-------- SUPPLIED MATERIAL --------

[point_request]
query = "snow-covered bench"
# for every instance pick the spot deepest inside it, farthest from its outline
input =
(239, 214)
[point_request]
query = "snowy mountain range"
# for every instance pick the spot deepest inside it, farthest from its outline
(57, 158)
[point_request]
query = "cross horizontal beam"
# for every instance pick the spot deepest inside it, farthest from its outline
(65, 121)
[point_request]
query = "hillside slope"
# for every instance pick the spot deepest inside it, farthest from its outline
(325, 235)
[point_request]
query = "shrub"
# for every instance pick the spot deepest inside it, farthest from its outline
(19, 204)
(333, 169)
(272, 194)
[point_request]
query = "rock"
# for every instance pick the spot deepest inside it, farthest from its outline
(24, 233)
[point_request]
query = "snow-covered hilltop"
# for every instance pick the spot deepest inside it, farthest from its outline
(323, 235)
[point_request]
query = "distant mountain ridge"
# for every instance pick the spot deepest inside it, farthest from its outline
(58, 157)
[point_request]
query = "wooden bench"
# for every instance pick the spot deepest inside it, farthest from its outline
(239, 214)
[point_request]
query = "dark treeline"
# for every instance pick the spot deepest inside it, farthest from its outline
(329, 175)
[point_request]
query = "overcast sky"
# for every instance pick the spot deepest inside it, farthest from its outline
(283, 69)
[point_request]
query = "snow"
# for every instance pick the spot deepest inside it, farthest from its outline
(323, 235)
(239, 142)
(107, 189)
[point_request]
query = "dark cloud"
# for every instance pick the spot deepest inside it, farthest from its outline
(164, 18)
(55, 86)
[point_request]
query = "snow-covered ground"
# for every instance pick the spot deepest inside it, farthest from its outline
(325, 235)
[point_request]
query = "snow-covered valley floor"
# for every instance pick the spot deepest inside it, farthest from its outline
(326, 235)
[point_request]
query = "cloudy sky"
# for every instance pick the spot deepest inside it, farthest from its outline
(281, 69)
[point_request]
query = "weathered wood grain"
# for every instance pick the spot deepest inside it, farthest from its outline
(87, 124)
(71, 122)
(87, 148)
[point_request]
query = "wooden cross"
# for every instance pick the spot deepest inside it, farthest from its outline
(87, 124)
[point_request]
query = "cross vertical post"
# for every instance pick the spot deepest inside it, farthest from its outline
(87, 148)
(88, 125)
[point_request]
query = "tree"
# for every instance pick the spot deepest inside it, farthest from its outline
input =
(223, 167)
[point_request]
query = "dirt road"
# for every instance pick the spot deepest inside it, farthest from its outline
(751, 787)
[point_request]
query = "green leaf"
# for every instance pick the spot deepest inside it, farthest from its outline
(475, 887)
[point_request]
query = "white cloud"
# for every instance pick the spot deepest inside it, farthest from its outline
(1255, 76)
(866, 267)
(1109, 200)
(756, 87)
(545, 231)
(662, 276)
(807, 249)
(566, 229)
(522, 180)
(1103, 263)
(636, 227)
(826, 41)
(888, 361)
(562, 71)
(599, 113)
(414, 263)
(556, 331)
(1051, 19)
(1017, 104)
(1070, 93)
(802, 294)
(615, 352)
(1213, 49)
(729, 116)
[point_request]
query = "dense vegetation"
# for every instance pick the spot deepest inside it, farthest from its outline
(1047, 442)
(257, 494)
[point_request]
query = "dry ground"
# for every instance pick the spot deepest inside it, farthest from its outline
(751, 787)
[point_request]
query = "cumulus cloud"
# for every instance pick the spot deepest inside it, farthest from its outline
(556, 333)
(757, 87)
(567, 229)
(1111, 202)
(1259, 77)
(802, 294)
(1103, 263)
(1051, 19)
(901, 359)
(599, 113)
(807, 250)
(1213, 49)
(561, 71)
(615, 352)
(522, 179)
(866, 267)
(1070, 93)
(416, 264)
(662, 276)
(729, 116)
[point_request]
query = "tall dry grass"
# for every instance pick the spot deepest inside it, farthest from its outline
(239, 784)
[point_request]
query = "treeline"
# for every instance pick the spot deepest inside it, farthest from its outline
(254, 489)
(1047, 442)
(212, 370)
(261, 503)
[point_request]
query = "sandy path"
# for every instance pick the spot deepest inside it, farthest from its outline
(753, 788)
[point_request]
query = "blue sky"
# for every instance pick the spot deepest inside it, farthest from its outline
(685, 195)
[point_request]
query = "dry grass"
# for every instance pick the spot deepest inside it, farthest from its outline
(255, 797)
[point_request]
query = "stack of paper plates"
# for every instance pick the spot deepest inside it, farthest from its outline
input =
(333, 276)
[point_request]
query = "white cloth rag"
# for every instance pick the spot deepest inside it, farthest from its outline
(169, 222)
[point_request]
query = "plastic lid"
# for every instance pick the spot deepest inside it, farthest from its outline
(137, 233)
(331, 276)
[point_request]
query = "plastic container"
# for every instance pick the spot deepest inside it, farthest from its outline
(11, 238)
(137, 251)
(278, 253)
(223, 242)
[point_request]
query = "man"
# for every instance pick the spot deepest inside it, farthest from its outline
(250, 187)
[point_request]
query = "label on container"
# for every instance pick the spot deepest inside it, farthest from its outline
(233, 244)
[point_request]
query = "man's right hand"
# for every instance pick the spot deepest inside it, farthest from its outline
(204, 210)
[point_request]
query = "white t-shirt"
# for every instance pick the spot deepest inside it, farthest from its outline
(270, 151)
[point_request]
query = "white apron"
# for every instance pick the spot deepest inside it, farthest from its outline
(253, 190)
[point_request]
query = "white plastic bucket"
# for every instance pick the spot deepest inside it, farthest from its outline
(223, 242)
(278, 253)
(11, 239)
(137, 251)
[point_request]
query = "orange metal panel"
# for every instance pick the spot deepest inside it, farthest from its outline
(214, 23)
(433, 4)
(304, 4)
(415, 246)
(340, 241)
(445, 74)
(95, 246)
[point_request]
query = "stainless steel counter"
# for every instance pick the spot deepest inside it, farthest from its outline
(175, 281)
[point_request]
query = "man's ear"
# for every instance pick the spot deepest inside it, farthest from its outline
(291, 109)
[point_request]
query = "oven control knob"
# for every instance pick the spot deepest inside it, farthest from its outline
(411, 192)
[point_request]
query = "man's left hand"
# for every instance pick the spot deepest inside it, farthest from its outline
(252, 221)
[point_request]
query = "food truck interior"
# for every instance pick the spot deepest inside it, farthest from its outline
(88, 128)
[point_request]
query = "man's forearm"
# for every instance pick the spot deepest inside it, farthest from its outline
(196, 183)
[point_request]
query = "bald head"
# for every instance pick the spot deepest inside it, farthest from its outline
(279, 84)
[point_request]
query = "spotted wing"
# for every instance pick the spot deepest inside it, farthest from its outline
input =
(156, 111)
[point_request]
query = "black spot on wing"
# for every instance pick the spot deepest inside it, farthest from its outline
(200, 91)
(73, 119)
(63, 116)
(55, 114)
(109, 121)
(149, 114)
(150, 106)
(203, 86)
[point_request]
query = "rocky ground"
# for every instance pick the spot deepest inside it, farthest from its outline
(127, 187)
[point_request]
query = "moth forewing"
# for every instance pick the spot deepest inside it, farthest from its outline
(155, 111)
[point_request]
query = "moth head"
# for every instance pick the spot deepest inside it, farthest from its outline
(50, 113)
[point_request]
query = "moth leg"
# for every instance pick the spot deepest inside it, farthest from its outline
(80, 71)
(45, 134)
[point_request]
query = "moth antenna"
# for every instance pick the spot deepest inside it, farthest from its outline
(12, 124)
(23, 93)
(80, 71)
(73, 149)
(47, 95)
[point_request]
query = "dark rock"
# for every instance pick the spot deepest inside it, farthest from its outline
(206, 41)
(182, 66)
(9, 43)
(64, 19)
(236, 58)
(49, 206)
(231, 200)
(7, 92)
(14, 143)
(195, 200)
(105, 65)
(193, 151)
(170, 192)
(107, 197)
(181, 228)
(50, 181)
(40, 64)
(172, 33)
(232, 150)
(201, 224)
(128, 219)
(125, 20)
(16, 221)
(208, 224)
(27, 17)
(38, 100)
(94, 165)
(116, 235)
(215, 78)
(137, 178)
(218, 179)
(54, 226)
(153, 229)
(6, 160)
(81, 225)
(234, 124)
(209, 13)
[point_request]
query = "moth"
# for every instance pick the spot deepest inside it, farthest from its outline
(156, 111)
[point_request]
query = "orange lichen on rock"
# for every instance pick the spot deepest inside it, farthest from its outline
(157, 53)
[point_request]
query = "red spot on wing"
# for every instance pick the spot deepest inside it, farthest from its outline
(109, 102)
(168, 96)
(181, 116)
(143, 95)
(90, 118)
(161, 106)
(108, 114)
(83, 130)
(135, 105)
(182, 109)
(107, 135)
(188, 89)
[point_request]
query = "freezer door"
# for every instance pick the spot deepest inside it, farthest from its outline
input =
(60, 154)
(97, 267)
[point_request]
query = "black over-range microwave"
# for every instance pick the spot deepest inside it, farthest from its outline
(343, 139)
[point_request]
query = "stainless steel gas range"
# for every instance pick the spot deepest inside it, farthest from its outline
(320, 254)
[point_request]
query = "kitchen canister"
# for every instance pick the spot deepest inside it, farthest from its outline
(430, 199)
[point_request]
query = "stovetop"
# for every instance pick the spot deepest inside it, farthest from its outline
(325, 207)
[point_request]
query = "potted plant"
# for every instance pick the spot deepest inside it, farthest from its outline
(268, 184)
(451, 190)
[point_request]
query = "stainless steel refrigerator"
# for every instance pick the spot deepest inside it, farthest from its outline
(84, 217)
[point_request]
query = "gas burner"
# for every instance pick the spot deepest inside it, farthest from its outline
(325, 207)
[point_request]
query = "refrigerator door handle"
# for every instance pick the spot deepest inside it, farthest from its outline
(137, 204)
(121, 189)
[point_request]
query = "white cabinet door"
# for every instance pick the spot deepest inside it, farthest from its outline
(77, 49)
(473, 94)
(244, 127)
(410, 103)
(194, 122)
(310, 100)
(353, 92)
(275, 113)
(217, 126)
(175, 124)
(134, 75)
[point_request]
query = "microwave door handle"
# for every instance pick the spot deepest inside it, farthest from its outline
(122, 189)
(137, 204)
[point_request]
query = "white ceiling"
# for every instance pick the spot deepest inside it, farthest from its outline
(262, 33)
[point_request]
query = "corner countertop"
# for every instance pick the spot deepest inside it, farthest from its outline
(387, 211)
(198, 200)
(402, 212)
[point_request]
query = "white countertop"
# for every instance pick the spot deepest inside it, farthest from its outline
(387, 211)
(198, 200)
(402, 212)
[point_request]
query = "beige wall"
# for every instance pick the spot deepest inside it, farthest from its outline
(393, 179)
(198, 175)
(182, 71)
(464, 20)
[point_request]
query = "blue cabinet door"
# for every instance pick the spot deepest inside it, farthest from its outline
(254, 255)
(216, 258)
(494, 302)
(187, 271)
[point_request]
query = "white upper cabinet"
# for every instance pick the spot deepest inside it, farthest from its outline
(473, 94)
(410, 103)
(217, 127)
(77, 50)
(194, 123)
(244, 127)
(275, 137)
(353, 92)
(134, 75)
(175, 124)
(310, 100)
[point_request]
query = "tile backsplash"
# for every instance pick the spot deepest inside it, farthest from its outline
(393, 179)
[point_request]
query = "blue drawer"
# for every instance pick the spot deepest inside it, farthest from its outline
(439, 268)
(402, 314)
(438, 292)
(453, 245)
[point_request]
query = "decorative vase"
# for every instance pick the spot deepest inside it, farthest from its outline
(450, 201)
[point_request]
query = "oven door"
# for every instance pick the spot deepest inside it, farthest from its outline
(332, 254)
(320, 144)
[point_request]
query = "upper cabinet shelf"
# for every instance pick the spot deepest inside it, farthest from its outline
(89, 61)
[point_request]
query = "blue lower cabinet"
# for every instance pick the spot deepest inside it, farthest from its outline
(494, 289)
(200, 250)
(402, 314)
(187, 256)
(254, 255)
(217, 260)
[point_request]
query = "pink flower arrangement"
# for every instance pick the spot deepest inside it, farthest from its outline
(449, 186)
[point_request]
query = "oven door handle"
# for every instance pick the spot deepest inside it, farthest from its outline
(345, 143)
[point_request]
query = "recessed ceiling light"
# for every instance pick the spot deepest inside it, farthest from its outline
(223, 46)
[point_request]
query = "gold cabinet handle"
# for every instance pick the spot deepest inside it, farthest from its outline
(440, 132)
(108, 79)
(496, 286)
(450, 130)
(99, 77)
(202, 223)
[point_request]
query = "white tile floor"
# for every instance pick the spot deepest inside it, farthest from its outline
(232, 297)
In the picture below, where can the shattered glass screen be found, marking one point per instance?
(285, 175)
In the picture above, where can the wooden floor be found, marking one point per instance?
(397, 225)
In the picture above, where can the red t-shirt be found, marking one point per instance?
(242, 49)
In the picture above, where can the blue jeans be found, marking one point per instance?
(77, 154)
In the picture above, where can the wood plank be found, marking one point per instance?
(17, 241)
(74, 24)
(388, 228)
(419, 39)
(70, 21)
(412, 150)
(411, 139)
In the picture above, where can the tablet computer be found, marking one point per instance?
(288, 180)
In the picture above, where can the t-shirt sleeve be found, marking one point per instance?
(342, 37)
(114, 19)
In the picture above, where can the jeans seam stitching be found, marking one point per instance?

--------

**TO DO**
Would you copy out each line of the records above where the word "countertop" occurs?

**YOUR RESPONSE**
query = "corner countertop"
query = "white countertop"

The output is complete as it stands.